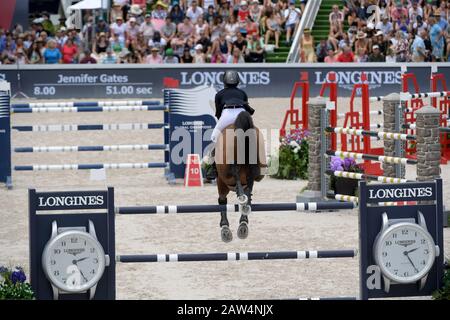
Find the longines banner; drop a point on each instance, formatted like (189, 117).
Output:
(258, 80)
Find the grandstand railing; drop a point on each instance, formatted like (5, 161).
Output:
(307, 21)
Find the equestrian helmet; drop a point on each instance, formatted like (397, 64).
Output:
(231, 78)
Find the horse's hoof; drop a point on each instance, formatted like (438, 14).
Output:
(243, 230)
(226, 234)
(246, 209)
(243, 199)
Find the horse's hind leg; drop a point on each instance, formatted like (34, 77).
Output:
(246, 209)
(242, 197)
(225, 231)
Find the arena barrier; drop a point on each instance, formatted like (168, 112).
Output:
(74, 104)
(176, 112)
(100, 216)
(323, 132)
(301, 206)
(361, 119)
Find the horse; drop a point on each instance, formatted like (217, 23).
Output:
(239, 155)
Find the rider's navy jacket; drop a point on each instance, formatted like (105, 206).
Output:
(231, 96)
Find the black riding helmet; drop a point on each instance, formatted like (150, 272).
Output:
(231, 78)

══════════

▸ **Assigned task**
Of all the entries above, how many lines contain "like"? Give the number alone.

▸ **Result of this exercise**
9